■ ASSIGNED TASK ■
Show every line in the material below in which the string "window" appears.

====== THE INPUT ======

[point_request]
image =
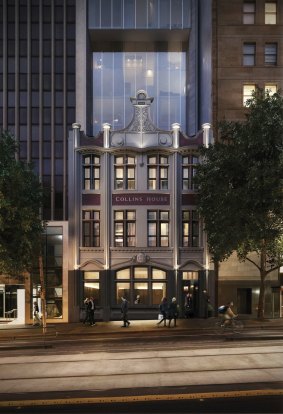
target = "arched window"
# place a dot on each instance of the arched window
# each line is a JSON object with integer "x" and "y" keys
{"x": 141, "y": 285}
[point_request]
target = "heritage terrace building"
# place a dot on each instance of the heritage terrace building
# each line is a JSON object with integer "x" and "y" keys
{"x": 133, "y": 224}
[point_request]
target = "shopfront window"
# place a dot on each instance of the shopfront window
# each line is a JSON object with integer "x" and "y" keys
{"x": 141, "y": 285}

======

■ SOLUTION ■
target = "arched window"
# place a dot on each instance of the arched window
target = "shopfront window"
# place a dot on each instance of the shopfront window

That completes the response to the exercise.